Everything from the line holding "the green leaf" to the end of the listing below should be copied exactly, line for line, minus the pictures.

[Extracted records]
----
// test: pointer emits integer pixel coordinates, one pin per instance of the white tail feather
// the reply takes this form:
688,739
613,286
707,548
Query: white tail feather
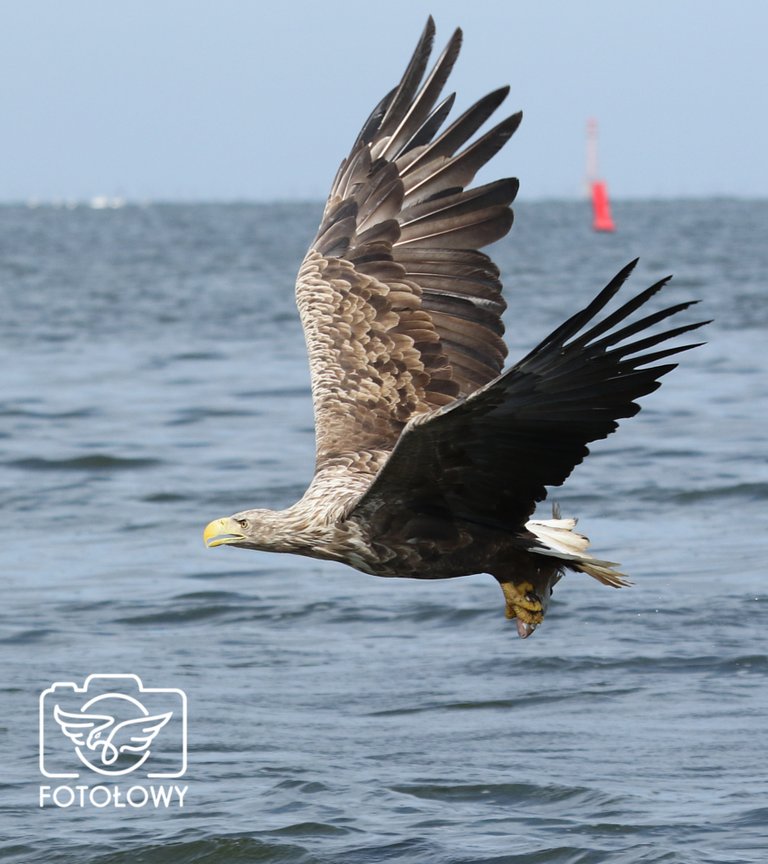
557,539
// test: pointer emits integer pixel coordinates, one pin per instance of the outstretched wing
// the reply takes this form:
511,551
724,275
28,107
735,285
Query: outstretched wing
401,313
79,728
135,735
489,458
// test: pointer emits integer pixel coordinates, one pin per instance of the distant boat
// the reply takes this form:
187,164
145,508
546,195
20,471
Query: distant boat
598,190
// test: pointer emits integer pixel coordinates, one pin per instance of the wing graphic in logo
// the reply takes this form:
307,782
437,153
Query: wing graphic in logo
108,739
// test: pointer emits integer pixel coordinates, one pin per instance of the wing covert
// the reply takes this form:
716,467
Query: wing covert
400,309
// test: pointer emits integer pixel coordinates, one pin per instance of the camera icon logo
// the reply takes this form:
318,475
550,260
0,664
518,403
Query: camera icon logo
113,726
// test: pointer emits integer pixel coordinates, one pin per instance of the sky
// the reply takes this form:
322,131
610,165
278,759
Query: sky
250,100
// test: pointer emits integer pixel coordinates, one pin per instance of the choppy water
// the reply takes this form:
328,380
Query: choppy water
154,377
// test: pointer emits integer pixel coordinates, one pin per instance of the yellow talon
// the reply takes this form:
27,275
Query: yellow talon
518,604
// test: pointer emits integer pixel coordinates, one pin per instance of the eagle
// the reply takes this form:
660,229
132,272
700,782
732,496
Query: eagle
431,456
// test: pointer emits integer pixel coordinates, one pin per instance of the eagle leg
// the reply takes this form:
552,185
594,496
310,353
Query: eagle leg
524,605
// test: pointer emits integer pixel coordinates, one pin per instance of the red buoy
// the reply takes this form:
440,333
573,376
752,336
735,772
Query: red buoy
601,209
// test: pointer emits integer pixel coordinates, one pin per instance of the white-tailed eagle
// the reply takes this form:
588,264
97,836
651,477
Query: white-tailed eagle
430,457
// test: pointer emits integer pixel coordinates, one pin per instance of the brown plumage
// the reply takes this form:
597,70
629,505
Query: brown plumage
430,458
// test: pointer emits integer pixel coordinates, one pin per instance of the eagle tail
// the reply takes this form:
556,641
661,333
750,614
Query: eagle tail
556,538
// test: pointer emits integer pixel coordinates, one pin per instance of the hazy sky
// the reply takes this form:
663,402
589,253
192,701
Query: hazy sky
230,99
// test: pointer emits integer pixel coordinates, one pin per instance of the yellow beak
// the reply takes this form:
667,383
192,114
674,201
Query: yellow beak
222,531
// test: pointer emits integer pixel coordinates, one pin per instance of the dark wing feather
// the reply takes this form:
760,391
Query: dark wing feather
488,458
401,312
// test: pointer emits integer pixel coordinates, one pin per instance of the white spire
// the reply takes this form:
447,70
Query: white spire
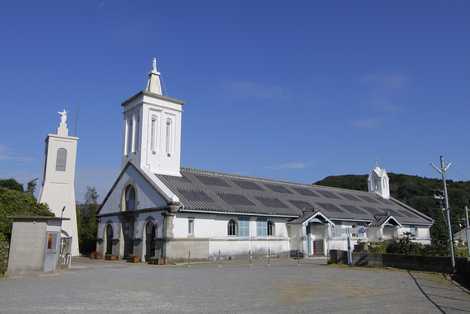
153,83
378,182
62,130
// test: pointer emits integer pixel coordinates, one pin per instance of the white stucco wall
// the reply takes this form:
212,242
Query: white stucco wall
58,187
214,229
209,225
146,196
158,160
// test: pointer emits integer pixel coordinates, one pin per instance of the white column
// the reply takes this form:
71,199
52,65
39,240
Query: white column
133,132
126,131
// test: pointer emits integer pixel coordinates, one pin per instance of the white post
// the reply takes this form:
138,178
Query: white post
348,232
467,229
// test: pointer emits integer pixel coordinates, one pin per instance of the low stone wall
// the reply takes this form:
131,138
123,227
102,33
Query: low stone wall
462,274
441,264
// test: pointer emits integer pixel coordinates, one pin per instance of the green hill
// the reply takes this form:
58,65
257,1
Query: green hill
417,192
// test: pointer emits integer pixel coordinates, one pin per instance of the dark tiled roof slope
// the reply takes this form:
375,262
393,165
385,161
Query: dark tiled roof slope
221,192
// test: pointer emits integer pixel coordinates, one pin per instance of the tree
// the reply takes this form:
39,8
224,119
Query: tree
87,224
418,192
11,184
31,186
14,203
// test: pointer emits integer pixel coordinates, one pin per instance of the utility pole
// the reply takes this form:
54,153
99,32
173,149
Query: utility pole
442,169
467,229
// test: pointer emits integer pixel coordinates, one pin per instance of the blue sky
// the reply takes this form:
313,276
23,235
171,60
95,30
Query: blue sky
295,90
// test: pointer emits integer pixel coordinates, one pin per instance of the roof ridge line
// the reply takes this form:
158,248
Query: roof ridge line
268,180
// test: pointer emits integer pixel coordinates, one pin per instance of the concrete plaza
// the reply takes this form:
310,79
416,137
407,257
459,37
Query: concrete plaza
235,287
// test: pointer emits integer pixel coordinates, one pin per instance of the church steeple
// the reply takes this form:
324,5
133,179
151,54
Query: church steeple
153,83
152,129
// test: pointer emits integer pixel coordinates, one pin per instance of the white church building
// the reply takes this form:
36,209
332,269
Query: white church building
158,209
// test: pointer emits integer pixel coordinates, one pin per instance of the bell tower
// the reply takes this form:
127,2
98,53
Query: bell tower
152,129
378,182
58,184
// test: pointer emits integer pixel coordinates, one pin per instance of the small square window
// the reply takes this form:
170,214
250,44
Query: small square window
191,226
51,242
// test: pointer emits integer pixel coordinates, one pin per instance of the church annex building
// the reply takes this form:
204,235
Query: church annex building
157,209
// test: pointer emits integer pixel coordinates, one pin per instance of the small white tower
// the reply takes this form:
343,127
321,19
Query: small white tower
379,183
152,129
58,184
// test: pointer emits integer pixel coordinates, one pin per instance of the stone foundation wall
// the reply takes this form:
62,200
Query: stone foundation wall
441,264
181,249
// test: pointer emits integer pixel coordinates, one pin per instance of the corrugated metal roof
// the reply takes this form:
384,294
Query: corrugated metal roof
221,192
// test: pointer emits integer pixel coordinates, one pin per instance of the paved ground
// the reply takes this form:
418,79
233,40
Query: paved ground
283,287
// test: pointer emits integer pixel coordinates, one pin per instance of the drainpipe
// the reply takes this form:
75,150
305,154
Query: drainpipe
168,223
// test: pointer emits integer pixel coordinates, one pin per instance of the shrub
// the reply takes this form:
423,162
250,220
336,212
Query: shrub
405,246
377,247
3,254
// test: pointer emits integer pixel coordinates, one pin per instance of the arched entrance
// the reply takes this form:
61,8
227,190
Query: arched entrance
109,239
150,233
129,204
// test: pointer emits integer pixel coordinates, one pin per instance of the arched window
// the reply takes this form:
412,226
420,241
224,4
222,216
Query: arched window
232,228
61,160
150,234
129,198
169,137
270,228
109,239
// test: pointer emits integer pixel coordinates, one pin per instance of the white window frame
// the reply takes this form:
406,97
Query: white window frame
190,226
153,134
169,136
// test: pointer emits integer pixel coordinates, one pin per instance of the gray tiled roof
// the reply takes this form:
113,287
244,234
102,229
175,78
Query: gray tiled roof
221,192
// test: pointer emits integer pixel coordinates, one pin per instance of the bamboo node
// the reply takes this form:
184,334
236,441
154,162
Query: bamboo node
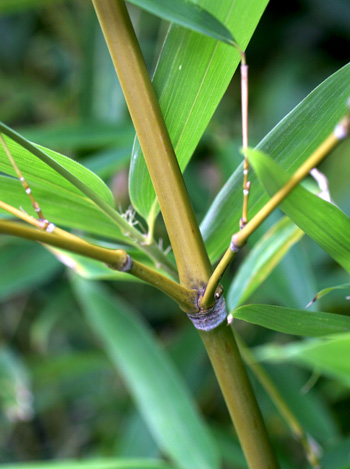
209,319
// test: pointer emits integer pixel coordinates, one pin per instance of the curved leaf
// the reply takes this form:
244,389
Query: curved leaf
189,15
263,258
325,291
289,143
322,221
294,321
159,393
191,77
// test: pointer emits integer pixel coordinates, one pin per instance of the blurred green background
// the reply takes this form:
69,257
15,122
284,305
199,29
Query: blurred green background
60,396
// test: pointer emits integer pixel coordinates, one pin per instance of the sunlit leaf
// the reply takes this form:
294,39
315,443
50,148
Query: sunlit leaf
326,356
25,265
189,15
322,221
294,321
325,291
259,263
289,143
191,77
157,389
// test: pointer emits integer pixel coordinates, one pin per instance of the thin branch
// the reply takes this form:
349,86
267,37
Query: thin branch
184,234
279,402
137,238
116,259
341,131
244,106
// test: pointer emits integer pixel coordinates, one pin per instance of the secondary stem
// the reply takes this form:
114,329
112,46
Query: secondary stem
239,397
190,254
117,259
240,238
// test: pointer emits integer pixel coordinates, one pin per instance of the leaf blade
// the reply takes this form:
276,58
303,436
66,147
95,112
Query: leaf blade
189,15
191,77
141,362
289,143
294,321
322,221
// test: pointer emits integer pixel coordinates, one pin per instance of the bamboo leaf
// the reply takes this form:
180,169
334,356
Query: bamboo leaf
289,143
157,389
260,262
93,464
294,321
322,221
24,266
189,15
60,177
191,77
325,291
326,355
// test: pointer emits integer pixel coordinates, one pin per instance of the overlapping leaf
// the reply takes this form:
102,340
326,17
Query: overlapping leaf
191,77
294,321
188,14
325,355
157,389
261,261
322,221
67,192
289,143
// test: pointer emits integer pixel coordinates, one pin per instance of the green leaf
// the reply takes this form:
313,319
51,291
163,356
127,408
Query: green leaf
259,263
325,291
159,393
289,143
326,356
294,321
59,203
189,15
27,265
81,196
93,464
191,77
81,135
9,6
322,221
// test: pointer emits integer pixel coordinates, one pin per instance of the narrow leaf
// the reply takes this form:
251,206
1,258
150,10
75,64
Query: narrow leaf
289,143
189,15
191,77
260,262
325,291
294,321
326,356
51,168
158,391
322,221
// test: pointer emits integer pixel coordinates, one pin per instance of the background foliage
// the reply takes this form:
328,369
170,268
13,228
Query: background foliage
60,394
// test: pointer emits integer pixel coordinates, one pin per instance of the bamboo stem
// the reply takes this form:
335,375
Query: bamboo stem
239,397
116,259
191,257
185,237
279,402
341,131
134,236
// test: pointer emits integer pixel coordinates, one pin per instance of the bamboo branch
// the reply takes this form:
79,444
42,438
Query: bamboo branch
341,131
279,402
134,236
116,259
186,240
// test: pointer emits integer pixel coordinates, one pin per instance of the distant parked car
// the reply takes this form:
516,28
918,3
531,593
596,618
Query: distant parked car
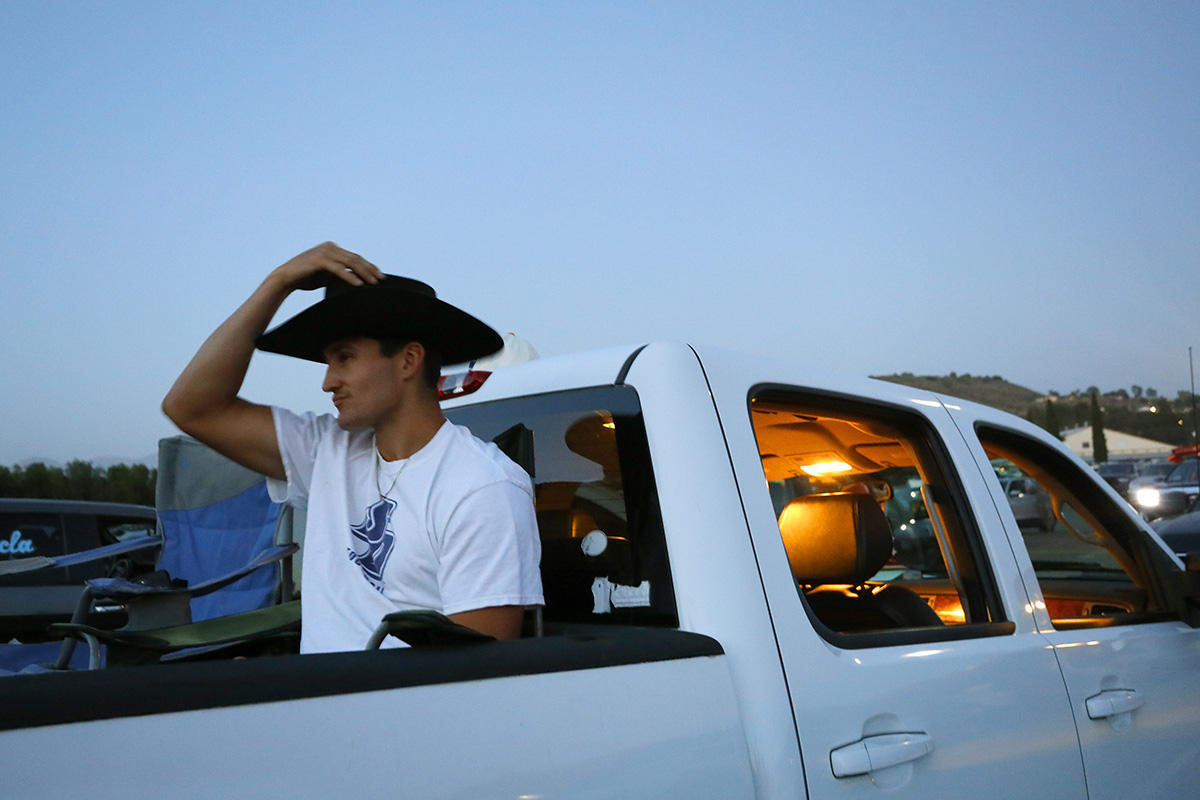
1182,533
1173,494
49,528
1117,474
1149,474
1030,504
----
● **Response to the exercise**
// test: pointer emits integer pixel coordinates, one pin per instance of the green leaf
// the reply takes this form:
313,319
51,291
163,356
127,408
Query: green leaf
259,263
325,291
159,393
289,143
326,356
294,321
59,203
189,15
27,265
81,196
93,464
191,77
81,135
9,6
322,221
// test: pointer emits integer pixel coordinates, one pin per instance of the narrow leaf
// the reply takes this form:
251,206
1,258
150,10
75,64
Query: narrow leaf
289,143
189,15
191,77
260,262
325,291
294,321
326,356
51,168
158,391
322,221
// test: pointer emits integer pixel coordinates, one pin per instance of the background foliage
// the reply takes this form:
328,369
170,268
13,228
Query: background foliage
60,394
// test: pointer emits integer pixel coordinates, one pin per instance of the bamboo stem
// the reply takes this form:
335,375
Query: bamboo stem
239,397
116,259
191,257
185,237
279,402
341,131
134,236
// test: pointer emits integer pixel coordinates, one pin per instance of the bamboo branch
// the reply takes this form:
79,444
42,438
Query: bamboo branch
341,131
279,402
134,236
116,259
186,240
// test: pointer emits integer pixel coordinates, one pin per instance of the distant parked car
// the reply takes this form:
516,28
918,3
531,593
596,618
Query: distant parked car
1182,533
1173,494
49,528
1117,474
1149,474
1030,504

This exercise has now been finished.